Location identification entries

________________

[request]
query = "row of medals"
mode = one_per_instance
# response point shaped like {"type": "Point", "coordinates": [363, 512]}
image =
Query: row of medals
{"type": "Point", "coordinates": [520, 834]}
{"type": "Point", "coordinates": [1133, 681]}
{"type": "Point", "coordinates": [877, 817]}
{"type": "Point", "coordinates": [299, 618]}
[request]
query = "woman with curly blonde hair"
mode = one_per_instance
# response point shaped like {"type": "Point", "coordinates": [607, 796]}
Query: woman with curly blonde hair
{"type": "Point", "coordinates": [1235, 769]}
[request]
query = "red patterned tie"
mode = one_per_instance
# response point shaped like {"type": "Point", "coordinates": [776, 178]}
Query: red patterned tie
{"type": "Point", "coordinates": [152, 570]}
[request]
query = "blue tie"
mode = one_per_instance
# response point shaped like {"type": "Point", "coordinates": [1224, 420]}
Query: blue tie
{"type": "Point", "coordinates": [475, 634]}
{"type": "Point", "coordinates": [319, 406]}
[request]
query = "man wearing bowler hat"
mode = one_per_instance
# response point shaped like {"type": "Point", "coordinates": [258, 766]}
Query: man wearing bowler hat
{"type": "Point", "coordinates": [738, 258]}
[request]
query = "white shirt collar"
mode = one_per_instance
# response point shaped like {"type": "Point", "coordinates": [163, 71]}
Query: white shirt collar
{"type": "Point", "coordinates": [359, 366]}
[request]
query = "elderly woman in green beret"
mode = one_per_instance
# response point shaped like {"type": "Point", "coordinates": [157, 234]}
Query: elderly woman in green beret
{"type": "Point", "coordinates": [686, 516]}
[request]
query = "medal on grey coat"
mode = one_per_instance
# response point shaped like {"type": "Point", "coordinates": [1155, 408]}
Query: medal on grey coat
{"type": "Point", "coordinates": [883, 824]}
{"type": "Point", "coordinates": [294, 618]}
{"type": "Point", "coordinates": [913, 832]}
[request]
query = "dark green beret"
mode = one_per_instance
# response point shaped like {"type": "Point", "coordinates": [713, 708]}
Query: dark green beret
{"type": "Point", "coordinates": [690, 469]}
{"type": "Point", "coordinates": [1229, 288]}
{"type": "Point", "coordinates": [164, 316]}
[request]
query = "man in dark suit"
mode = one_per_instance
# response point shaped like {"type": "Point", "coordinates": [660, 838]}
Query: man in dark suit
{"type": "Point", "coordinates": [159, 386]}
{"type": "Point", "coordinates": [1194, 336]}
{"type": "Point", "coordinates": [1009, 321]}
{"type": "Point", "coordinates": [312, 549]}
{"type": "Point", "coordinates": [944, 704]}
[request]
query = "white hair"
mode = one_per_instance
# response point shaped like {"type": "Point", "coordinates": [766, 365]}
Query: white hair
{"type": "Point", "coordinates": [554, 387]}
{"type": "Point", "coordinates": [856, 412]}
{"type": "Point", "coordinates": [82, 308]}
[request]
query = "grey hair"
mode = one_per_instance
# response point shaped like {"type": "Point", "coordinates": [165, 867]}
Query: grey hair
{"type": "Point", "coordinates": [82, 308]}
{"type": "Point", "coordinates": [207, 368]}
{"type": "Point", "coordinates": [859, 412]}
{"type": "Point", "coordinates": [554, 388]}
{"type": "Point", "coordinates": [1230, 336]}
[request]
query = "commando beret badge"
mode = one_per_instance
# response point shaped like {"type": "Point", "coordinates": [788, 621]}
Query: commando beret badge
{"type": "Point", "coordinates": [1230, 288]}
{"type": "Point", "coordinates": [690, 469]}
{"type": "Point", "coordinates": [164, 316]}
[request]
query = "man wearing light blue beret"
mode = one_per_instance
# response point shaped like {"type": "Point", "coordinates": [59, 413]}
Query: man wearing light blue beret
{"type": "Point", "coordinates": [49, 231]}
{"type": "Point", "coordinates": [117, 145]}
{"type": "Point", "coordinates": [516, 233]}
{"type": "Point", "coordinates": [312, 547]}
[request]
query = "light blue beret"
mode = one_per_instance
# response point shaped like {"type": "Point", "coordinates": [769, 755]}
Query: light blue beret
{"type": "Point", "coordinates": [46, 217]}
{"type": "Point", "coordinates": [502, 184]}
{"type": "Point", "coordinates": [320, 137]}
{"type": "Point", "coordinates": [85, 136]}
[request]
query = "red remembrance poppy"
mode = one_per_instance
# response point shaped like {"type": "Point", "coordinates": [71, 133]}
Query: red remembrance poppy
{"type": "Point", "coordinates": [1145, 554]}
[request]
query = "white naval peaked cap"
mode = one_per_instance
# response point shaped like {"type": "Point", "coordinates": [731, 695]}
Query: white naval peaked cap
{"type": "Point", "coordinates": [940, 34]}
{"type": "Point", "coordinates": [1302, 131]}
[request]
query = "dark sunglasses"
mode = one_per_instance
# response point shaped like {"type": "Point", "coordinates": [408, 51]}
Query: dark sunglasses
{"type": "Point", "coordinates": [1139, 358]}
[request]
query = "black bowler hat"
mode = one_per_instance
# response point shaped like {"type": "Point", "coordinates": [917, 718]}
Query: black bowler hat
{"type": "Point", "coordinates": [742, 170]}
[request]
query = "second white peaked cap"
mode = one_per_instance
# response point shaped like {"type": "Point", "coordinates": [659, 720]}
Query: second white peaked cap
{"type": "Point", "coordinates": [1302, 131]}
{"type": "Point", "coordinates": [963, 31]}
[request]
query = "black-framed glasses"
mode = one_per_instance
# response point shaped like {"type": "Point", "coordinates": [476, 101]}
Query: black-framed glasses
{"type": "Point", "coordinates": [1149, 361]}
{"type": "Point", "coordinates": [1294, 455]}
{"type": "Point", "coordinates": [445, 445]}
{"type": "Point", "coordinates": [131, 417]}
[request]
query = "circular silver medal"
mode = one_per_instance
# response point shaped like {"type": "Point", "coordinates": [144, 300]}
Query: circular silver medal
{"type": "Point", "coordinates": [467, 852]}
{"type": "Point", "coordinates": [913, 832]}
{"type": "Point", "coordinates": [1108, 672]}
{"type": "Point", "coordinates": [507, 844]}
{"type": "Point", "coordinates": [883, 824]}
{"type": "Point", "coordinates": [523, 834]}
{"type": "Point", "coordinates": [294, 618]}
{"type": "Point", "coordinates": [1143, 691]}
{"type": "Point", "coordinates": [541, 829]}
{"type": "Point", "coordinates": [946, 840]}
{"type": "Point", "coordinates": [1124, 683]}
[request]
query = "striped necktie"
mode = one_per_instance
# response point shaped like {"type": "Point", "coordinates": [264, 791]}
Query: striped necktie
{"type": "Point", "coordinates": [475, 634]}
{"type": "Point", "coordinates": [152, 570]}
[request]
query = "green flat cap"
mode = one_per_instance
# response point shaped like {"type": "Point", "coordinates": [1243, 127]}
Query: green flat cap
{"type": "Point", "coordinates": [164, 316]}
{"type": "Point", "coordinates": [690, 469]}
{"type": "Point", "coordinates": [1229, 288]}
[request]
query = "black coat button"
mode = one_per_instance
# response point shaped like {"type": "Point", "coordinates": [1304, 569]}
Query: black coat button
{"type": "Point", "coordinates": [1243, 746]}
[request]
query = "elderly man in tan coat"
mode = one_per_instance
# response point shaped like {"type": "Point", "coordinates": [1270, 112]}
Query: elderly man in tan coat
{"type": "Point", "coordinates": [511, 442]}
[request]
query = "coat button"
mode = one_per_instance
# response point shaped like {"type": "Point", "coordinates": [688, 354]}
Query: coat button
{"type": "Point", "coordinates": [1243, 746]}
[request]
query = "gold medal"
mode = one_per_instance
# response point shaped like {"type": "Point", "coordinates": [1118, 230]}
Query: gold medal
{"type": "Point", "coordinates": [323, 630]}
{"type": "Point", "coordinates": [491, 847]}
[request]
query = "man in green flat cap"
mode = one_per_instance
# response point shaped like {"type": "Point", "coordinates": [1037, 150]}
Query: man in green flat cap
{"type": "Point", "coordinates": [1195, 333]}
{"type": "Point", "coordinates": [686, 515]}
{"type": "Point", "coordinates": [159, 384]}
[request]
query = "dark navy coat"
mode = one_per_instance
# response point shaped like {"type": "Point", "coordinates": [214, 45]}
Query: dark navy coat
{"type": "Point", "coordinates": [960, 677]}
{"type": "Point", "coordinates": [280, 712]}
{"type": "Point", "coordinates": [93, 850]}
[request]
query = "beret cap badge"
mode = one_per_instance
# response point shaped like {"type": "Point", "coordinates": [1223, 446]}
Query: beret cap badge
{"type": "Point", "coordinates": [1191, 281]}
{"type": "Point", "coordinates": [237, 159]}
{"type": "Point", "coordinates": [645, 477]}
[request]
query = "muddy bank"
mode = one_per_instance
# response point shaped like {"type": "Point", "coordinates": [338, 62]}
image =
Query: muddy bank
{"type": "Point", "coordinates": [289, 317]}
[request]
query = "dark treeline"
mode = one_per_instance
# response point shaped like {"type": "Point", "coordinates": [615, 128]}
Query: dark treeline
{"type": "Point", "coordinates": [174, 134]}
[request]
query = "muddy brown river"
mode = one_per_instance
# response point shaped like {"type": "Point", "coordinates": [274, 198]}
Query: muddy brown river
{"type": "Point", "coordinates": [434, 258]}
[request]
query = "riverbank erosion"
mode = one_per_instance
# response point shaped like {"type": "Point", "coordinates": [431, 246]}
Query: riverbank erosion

________________

To do =>
Report every line of the items above that contains the string "light". Case counts.

Result below =>
query = "man wearing light blue beret"
Query: man wearing light blue beret
query = "light blue beret"
Query: light blue beret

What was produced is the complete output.